EXCERPT PROVIDED »
Segment Open
It’s fair to say that there hasn’t been one like Magid ‘Magic’ Magid before. The 29-year-old former Lord Mayor of Sheffield, the youngest-ever councillor to hold the post, famously ‘banned’ President Trump from visiting the city and ran a half marathon dressed as a tree to highlight his opposition to his city council’s controversial felling policy.

Sheffield's Magid Magid after being elected as a Green Party MEP for this region.

Sheffield's Magid Magid after being elected as a Green Party MEP for this region.

Magid Magid: I shook up Sheffield’s politics and now I want to do the same in Brussels

Magid was born in Somalia and came to the UK as a young boy, unable to speak English. His childhood was spent in the tough Burngreave area of Sheffield, but he pushed himself to take A-Levels, then a degree in aquatic zoology at Hull University.

He could easily have been adopted as a poster boy for many a political party. However, his approach is highly individualistic and his single-mindedness has made an impression both in his home city – and on YouTube – where his videos are popular, especially with young people like my 16-year-old son.

Jack emerged from his room last week and announced that he wanted to go and vote. Could we somehow get him into the polling station to make his mark? When I explained that sadly this would be impossible and also illegal, he struck up his well-rehearsed defence of why the voting age should be lowered.

He would vote Green of course, he added almost as an afterthought. As if he would vote anything else. Do not under-estimate the political engagement of the Greta Thunberg generation. Tomorrow really does belong to them and they’re doing something about it.

The other week Jack’s younger sister, Lizzie, asked if she could order a re-usable drinking straw off the internet because she is trying to cut down her use of plastic. She’s 13.

On a Bank Holiday trip last weekend, they spent a good half hour in the back of the car debating which fast-food joint to patronise, based on the best policy regarding recyclable packaging. The dinosaurs in the front, toying with their tribal instincts versus the prospect of Jeremy Corbyn in Number 10, suddenly felt their world was very small.

It’s a feeling clearly familiar to others of our generation, not least what we might call the more traditional politicians. I can remember a time when the environment brief was a backwater for a senior minister, the kind of department which rarely made waves. Now it’s literally a hotbed of radicalism.

No aspiring political leader these days can ignore matters such as food security, for instance, especially if a hard Brexit should come to pass. Are our food production industries fit for purpose? Are they capable of sustainability, in all senses? Is veganism the only answer in the long run?
Segment Closed
LISTED RECORDS »
Segment Open
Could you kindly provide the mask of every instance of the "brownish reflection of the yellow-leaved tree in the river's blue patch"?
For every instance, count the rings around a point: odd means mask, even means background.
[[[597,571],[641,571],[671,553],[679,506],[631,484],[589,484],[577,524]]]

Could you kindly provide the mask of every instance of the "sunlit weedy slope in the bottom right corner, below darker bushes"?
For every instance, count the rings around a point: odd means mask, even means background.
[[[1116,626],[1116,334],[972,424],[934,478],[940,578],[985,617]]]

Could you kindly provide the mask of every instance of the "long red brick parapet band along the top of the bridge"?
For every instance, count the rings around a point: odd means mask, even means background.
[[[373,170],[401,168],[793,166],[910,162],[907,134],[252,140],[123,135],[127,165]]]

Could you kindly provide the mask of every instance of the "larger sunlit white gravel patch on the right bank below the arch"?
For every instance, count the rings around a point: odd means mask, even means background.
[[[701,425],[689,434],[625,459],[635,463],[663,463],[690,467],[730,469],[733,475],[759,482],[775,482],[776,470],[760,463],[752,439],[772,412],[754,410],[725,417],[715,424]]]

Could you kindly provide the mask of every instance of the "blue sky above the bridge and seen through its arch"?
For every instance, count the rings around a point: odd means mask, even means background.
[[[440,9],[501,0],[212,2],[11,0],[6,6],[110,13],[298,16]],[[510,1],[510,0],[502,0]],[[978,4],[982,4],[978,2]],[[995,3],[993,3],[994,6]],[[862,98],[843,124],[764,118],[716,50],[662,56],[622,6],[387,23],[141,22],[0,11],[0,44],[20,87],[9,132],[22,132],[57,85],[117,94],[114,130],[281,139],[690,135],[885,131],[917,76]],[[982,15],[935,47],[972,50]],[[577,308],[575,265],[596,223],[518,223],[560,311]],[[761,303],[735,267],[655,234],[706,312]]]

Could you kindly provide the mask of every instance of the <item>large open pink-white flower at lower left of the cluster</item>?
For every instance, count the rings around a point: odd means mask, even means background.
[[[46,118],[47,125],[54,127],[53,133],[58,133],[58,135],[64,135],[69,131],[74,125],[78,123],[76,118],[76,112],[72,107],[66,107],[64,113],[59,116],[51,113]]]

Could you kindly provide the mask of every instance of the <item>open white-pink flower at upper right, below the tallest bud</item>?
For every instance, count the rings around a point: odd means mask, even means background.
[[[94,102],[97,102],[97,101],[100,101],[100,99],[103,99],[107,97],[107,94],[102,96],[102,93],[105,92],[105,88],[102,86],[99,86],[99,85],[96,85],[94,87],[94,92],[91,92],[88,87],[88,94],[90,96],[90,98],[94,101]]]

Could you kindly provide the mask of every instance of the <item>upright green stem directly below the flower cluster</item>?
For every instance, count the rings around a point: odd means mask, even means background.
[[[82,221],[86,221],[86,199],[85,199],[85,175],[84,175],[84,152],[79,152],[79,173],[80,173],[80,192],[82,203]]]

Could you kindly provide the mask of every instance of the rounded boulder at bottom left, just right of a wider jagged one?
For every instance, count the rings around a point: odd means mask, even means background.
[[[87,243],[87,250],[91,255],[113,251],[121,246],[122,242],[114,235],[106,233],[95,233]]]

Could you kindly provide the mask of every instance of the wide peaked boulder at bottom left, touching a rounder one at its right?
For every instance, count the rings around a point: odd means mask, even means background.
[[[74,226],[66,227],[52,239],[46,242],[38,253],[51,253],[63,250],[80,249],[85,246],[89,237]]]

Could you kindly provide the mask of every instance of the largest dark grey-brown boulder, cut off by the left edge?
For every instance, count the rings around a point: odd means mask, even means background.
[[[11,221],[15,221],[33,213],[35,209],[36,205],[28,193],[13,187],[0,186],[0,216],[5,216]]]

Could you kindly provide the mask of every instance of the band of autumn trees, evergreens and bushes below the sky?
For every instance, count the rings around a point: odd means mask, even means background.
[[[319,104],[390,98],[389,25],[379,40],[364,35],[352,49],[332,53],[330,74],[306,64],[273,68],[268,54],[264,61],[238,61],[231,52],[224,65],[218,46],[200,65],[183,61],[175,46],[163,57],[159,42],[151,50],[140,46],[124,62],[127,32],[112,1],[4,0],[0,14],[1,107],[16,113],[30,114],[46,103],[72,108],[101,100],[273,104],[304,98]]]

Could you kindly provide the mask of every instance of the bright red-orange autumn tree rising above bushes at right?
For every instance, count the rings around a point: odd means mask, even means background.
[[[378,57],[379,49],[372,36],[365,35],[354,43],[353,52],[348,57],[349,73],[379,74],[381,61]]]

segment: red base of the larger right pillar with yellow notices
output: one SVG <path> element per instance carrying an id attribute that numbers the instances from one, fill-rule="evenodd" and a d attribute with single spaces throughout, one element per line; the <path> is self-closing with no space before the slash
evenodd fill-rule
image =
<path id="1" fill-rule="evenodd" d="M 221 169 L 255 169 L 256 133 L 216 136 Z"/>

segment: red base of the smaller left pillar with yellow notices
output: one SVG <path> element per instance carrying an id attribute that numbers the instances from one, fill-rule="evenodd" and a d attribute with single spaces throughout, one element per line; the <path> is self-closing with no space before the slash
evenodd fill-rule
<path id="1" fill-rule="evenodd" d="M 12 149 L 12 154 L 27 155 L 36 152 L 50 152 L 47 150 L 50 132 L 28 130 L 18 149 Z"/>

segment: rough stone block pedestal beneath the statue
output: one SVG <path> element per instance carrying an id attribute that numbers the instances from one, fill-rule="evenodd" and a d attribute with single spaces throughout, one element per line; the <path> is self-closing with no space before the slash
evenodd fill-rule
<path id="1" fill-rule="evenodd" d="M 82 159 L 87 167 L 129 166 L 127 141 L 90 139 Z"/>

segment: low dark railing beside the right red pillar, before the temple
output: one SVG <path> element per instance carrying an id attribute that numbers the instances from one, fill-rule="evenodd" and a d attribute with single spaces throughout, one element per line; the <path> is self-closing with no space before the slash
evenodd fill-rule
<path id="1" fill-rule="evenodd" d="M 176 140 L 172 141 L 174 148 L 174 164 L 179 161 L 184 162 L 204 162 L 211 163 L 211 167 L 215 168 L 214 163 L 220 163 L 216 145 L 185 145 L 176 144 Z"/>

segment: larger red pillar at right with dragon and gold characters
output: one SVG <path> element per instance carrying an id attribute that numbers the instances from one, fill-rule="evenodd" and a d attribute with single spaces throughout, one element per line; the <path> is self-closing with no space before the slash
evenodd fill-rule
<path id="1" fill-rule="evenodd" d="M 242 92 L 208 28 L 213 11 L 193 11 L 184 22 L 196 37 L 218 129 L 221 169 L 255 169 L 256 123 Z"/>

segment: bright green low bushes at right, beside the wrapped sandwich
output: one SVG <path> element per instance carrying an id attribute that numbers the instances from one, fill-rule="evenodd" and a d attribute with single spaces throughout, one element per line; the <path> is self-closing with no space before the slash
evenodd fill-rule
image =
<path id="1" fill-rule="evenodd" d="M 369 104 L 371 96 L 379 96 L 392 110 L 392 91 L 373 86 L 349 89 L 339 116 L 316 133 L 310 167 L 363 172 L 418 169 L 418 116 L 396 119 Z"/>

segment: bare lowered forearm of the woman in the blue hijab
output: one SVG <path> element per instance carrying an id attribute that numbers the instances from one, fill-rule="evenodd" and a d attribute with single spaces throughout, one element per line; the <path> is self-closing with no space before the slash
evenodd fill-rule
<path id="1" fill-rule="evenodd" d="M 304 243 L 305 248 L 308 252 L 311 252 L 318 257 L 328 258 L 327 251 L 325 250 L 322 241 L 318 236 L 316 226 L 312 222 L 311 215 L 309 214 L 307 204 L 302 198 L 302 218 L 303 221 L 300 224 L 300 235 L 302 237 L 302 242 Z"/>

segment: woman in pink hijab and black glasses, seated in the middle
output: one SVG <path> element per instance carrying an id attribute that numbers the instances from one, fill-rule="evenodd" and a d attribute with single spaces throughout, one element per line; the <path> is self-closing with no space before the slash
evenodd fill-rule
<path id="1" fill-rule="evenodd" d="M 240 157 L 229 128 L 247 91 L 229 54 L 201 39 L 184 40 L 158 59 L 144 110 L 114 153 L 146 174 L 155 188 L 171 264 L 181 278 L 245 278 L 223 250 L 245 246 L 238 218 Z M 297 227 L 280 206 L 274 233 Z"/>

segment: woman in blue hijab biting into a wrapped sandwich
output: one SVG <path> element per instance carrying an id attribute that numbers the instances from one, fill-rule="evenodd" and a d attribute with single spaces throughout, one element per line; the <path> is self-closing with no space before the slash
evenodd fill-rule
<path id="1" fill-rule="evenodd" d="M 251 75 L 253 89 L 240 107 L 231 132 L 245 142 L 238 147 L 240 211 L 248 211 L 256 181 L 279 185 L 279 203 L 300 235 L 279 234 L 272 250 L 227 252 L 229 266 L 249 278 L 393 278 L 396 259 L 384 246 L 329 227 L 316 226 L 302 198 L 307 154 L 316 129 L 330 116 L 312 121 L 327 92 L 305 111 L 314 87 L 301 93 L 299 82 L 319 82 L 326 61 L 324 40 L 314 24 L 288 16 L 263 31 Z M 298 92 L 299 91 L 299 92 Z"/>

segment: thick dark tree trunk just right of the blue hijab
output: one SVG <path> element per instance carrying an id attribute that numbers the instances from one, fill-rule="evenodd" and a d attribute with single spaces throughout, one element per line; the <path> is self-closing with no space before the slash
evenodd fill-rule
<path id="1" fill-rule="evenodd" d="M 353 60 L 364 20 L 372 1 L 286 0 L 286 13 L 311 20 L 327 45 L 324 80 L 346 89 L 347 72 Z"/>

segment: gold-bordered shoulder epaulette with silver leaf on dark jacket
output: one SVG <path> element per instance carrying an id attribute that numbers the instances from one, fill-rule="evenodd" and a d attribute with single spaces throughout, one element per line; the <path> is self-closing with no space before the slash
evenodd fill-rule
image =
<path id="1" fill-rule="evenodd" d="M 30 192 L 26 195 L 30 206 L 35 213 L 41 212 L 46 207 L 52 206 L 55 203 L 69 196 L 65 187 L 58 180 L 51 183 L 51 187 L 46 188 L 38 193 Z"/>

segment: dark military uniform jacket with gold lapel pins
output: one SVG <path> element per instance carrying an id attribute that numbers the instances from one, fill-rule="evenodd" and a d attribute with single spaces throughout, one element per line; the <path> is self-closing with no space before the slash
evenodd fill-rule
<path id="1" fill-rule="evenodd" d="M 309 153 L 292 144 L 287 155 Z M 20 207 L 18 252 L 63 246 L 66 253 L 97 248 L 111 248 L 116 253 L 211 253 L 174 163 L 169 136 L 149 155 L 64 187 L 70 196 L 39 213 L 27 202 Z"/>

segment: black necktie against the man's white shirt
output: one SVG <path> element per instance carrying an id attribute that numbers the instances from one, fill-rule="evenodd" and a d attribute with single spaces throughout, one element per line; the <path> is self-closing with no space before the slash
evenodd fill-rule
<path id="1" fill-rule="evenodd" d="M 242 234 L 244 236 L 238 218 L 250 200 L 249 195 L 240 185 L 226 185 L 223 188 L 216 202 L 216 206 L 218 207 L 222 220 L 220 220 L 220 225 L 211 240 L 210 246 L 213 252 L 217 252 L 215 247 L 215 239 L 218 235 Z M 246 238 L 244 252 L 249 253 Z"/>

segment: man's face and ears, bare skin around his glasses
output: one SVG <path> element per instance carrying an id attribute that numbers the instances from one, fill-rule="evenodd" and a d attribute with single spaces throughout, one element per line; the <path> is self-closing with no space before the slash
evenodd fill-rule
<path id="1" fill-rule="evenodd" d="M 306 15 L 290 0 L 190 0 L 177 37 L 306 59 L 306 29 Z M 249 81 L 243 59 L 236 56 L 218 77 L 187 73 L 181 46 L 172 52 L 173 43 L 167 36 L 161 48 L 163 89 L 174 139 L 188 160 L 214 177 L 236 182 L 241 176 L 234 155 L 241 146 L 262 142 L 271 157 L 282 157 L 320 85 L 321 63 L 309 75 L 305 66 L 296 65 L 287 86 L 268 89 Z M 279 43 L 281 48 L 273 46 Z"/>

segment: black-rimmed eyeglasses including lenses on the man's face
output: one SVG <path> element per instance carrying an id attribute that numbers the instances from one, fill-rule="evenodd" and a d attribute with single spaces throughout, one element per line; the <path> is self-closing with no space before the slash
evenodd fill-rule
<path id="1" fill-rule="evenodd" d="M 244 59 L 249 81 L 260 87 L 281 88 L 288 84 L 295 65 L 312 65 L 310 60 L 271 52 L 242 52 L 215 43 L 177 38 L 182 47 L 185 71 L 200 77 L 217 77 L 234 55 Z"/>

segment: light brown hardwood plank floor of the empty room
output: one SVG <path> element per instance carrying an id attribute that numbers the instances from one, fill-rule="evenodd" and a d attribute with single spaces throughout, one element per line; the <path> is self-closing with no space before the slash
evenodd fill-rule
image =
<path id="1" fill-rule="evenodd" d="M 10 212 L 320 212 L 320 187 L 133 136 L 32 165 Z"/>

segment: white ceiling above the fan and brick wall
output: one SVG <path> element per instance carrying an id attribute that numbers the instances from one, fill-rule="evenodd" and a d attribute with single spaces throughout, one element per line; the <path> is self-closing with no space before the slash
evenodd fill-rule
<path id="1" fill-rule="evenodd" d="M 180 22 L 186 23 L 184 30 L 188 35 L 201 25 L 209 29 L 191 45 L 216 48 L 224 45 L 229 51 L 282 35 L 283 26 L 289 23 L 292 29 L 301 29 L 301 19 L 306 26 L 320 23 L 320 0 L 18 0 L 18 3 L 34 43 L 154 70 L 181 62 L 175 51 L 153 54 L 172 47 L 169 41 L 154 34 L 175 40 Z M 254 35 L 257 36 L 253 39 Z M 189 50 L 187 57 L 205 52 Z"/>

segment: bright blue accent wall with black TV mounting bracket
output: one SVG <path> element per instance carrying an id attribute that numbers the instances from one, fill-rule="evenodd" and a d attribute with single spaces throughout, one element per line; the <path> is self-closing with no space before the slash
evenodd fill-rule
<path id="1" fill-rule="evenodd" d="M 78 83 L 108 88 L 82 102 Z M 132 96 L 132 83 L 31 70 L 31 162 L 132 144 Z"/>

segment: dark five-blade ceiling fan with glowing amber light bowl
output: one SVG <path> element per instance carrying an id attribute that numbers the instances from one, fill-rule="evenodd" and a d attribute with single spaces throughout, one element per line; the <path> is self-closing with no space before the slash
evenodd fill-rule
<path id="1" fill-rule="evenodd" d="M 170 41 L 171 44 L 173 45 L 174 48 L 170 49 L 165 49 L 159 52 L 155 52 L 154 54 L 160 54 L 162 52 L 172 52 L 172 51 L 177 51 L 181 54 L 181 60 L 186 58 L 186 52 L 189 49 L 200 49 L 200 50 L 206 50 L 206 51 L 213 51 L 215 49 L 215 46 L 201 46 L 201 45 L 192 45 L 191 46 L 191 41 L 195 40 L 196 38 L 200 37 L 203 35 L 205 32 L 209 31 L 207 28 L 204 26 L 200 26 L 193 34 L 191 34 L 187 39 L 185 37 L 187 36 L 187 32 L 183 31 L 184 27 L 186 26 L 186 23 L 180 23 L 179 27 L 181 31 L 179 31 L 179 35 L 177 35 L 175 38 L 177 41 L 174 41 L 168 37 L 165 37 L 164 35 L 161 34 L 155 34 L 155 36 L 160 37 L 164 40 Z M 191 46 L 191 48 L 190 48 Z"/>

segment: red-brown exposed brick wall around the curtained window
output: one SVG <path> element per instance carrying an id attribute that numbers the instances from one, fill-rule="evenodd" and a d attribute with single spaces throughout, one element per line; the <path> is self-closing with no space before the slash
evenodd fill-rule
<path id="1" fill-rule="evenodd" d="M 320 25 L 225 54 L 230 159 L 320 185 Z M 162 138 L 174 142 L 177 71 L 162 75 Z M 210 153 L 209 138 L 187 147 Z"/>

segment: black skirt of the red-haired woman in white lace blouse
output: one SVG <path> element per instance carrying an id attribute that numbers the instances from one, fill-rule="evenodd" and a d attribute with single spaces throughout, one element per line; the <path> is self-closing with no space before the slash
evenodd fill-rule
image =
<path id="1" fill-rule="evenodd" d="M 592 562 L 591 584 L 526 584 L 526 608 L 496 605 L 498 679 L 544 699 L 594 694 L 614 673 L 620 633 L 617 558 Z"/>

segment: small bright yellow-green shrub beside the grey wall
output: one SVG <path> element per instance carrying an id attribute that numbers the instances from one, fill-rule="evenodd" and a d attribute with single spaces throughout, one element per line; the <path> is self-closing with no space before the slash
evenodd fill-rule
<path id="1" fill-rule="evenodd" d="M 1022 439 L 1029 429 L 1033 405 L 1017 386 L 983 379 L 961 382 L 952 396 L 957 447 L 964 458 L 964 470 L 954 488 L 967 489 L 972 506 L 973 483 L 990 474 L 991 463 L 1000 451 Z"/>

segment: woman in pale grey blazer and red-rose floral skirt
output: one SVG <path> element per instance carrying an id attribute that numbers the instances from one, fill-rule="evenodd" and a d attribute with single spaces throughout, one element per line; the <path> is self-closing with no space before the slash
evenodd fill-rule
Segment Closed
WHAT IS BEING ASKED »
Carry on the article about Magid Magid and the green politics of young voters from the point where it stops.

RESPONSE AREA »
Luckily for Conservative leadership contenders Michael Gove, who is the present Environment Secretary, and Rory Stewart – recently promoted to International Development Secretary – have useful authority and insight to offer from their own political experiences.

While Gove has quietly gained the trust of many in the farming industry, Stewart has been making some interesting points about how climate change can 
no longer be regarded as a stand-alone issue.

Writing recently for the ConservativeHome website, he stressed the importance of bringing the debate out of Westminster and into our own villages, towns and cities, arguing for example that London shouldn’t “get all the attention on air quality, when central Leeds also has a serious problem”.

He also made a fundamental point which is gaining traction, especially in our region. Concern for the environment and love of nature, history and geography should go hand-in-hand. Citizens of the future need a thorough understanding of the symbiotic relationships which make up the universe. This is big stuff; we need politicians who can lead the debate and put into place policies which educate us all throughout our lives.

Tackling environmental concerns is no longer the preserve of the slightly wacky and/or well-educated. It’s 
been brought admirably to our television screens by the work of Sir David Attenborough, amongst others, and it stares us in the face every time we see a load of fly-tipped rubbish by the side of the road.

That’s one of the reasons why Magid Magid has captured plenty of hearts and minds and 13 per cent of the Yorkshire and Humber vote, enough to secure his place in Brussels.

As he will no doubt discover when he comes back down to earth, one man cannot change everything overnight. However, at a time when we are being asked to think about what we really want to happen instead of pinning our colours to the same old masts, there is one universal shade which ought to unite us all. And that’s green.